Abstract
This article offers a theory of a process of violation that connects macropolitical effects to the intimate terrain of subject production. I describe power, as violation, in terms of a simultaneous process of construction and destruction, which seeks its satisfaction in an injury to the very identities it is complicit in producing. Starting from analyses of power and racism in the historical Black radical tradition, and in particular the work of W.E.B. Du Bois and Frantz Fanon, and in contrast to prevailing conceptualizations in critical and poststructuralist theory, I describe violation as active and motivated rather than the mere by-product of a more fundamental imperative of reproduction or normalization. This analysis foregrounds the continuous process of assault that characterizes the hidden curriculum of schooling for students of color and other marginalized students, particularly with regard to the contemporary clinical and academic discourses that work to name, know, and organize identities. I argue that the pathologization of student selves by these discourses is a more complex process than the simple circulation of norms, and that this process is always characterized by a simultaneous struggle for resistance and survival. The article describes the ways in which critical theory in education will need to become more sensitive not only to the logic of violation and to the modes of domination that it sets in motion, but also to the persistent integrity and agency of those whom it seeks to subjugate.
Keywords:
Notes
1. The term ‘critical’ in the field of education can refer to a broad range of intellectual projects; I use it here to indicate scholarship in educational theory which, borrowing from Marxist and neo-Marxist analyses, understands social structure and processes of domination as governed by the imperative of hegemony and as produced within the historical dialectic of struggle, especially on the terrain of ideology, between dominant and subordinate classes and groups. (‘Marxist’ is not an appropriate designation for the whole of this field since much of the work that builds on the above understandings falls outside of, or moves beyond, the Marxist tradition proper.) As I describe, the work of Du Bois and Fanon challenges a narrow construction of these assumptions about power, instead suggesting for educators the possibility of a deeper analysis of domination, and a broader and richer meaning for the notion of the ‘critical’ itself.
2. Hardt and Negri (see especially Commonwealth, Citation2009) propose a much more fluid conception of biopolitics, which incorporates an omnipresent process of resistance in addition to the dominative force of biopower from above, and their account shares my emphasis on the persistent agency of the oppressed. However, their argument remains caught in a basic (and Foucauldian) contradiction, since they conceive of the same category (biopower) as both the essential form of domination and control and at the same time as the indispensable resource for resistance against this very control.

▬▬▬

TASK =>
Answer the following questions using the abstract and notes above.
1. Whose work in the historical Black radical tradition does the analysis of violation start from?
2. According to note 1, the scholarship called "critical" borrows from which analyses?
3. Which work by Hardt and Negri does note 2 cite in particular?

Image-grounded pointing data
▬▬▬

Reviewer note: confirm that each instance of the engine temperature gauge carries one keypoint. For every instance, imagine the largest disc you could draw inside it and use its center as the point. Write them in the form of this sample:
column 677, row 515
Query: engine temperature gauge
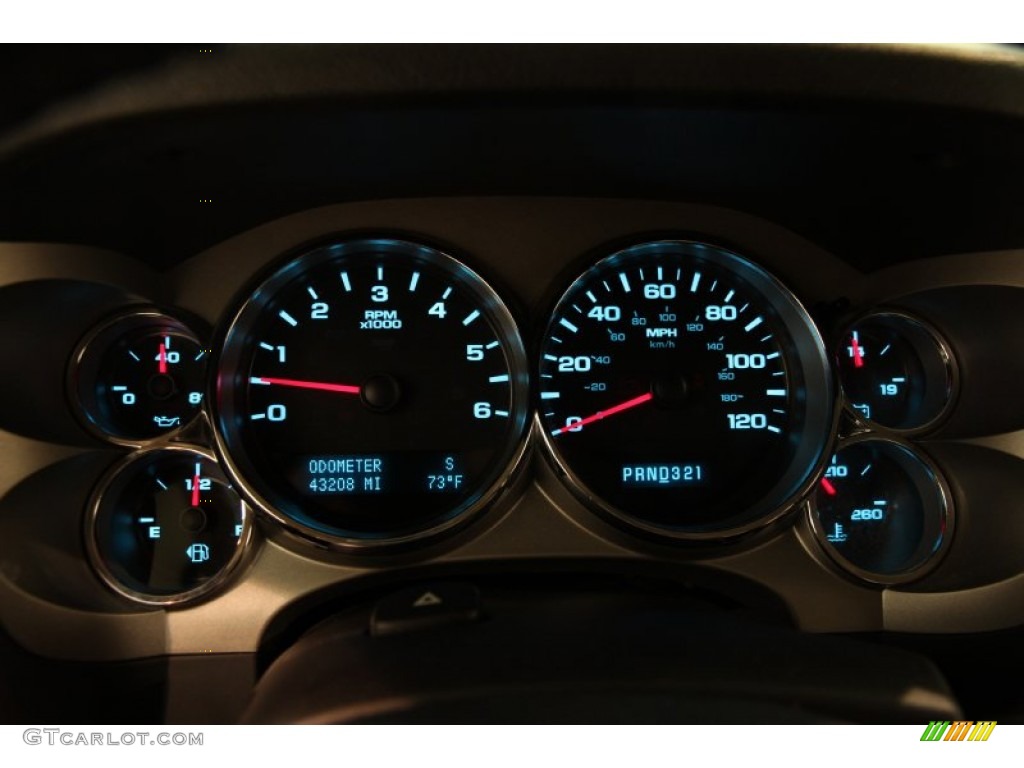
column 882, row 511
column 896, row 372
column 166, row 526
column 139, row 377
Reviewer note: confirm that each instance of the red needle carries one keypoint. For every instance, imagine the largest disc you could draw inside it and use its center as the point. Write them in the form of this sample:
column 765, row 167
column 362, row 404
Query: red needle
column 602, row 414
column 347, row 389
column 858, row 357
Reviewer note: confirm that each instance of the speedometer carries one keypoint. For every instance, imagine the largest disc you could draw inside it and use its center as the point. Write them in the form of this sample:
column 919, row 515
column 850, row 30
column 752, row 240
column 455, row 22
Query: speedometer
column 373, row 391
column 684, row 391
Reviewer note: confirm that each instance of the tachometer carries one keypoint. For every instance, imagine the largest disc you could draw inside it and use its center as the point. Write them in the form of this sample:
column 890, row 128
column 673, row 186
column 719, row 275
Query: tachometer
column 684, row 391
column 372, row 391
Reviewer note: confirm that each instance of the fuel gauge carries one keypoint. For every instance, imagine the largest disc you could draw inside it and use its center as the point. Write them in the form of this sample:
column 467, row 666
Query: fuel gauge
column 166, row 526
column 882, row 511
column 896, row 372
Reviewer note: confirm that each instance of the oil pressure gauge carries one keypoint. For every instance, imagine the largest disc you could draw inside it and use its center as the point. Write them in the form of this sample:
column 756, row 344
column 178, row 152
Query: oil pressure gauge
column 138, row 377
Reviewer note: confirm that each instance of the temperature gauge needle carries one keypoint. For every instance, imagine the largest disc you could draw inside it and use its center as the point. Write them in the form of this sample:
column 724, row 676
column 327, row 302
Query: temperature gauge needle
column 196, row 479
column 602, row 414
column 345, row 388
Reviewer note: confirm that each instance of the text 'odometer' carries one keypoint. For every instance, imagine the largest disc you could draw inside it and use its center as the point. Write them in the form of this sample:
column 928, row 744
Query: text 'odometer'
column 684, row 390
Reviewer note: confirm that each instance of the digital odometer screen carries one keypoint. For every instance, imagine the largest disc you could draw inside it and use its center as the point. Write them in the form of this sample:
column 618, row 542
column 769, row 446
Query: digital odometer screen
column 380, row 474
column 683, row 388
column 380, row 390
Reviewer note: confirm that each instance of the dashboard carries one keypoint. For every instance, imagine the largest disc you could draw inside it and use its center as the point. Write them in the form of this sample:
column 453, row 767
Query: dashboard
column 303, row 392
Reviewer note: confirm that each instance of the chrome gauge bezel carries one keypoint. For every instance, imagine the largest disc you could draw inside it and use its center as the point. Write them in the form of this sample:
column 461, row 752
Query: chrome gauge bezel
column 822, row 409
column 84, row 367
column 946, row 361
column 946, row 511
column 225, row 387
column 242, row 553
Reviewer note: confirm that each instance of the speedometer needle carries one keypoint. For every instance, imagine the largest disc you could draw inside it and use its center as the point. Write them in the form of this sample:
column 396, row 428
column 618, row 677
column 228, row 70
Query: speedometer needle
column 345, row 388
column 576, row 426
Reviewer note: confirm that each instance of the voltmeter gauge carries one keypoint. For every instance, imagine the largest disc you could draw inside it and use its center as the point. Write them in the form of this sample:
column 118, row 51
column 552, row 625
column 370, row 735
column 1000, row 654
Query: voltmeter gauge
column 896, row 371
column 882, row 511
column 165, row 526
column 138, row 377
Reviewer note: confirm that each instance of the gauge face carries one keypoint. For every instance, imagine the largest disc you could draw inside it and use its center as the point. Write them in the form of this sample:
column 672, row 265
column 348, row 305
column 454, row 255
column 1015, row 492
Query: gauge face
column 684, row 390
column 166, row 526
column 882, row 511
column 140, row 377
column 896, row 372
column 373, row 391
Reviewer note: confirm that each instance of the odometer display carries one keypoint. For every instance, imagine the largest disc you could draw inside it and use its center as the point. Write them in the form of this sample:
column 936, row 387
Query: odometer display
column 372, row 391
column 683, row 390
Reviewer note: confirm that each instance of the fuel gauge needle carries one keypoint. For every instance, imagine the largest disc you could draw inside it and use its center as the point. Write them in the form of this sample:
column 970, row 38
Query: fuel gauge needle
column 858, row 355
column 196, row 479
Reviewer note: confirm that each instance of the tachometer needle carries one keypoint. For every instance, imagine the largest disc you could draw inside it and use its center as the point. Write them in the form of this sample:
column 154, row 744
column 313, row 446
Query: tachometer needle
column 858, row 356
column 345, row 388
column 603, row 414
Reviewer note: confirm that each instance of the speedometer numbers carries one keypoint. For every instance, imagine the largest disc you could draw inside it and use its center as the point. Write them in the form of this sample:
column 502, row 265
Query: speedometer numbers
column 372, row 392
column 684, row 391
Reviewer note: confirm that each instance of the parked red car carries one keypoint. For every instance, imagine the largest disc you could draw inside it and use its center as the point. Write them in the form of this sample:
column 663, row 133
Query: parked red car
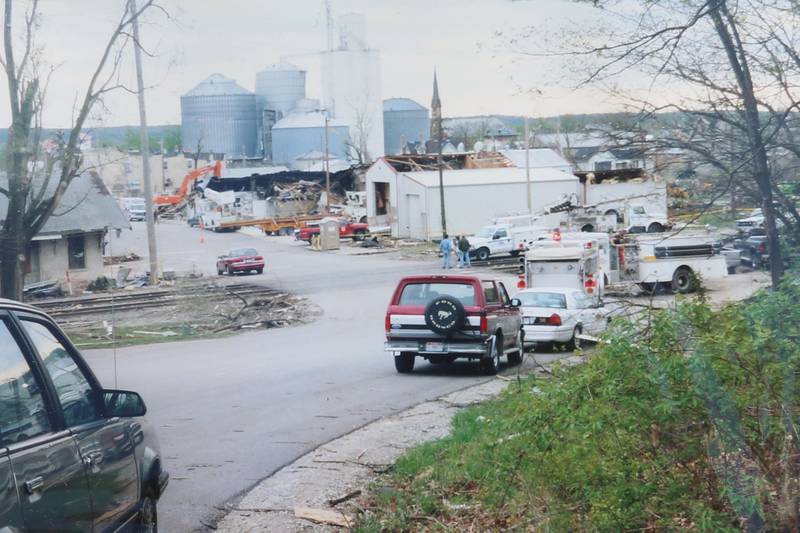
column 354, row 230
column 441, row 318
column 240, row 260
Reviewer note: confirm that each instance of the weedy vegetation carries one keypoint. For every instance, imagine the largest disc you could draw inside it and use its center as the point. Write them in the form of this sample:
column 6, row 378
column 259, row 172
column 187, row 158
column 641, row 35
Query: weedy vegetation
column 687, row 420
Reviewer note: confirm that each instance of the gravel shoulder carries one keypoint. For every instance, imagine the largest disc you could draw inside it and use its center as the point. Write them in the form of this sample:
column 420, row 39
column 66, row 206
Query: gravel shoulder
column 346, row 466
column 341, row 469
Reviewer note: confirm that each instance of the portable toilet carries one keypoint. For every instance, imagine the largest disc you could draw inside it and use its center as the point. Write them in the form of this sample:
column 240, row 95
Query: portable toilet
column 329, row 234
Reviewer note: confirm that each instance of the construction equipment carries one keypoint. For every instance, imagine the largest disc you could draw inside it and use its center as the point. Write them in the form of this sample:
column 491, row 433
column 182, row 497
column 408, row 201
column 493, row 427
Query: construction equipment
column 171, row 200
column 274, row 225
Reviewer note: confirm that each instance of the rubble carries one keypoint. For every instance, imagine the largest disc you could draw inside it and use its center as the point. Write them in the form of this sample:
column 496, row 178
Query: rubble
column 117, row 259
column 188, row 308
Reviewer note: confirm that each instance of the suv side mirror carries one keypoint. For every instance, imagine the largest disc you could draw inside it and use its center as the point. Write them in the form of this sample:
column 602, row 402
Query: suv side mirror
column 123, row 404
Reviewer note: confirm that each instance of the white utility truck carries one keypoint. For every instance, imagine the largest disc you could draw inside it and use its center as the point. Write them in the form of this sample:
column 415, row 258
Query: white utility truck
column 571, row 263
column 646, row 260
column 502, row 239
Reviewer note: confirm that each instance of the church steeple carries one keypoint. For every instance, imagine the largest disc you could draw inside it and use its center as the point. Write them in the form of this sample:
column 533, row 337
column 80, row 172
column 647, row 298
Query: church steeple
column 435, row 102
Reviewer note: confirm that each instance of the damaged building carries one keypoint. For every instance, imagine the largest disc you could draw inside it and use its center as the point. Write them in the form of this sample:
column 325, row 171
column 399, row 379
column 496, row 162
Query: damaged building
column 403, row 192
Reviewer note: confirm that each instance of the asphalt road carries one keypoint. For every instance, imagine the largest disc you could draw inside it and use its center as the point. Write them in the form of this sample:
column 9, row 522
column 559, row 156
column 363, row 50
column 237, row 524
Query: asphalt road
column 231, row 411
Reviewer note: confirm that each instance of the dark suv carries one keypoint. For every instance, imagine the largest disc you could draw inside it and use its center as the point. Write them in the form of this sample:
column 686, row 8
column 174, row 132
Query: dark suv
column 441, row 318
column 73, row 456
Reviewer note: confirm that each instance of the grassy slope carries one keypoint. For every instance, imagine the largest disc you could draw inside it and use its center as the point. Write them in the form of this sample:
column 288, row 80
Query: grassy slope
column 641, row 436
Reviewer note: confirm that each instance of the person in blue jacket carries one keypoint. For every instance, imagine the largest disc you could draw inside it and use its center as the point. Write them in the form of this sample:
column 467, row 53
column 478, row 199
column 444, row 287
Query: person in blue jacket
column 446, row 247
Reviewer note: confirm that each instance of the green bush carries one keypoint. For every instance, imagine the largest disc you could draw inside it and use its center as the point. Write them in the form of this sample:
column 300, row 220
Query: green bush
column 686, row 421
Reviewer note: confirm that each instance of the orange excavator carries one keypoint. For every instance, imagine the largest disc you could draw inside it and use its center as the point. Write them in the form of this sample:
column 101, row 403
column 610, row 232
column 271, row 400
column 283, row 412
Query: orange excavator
column 170, row 200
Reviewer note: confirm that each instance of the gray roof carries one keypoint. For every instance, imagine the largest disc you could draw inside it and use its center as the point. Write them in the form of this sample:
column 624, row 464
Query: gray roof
column 87, row 206
column 402, row 104
column 217, row 85
column 537, row 157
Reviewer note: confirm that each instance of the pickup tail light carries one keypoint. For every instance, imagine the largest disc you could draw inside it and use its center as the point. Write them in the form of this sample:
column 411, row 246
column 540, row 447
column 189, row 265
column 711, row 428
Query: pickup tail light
column 554, row 320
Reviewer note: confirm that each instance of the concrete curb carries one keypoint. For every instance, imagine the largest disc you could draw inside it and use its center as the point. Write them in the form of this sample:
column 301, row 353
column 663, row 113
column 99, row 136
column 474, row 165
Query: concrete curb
column 348, row 464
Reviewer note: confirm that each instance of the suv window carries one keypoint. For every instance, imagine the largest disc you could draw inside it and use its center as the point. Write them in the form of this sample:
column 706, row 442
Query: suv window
column 422, row 293
column 75, row 392
column 503, row 294
column 490, row 292
column 22, row 409
column 582, row 301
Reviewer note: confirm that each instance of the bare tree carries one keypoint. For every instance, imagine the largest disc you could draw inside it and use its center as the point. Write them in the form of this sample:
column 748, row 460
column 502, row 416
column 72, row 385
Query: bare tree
column 198, row 149
column 36, row 180
column 728, row 69
column 357, row 141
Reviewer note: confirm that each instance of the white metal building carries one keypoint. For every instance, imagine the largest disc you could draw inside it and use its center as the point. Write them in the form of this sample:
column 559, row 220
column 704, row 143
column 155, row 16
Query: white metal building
column 351, row 87
column 408, row 202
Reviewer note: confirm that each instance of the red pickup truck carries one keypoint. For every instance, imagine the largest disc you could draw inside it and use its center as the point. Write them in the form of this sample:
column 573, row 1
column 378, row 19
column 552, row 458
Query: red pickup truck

▬▬▬

SOLUTION TO THE PROBLEM =>
1. W.E.B. Du Bois and Frantz Fanon.
2. Marxist and neo-Marxist analyses.
3. Commonwealth.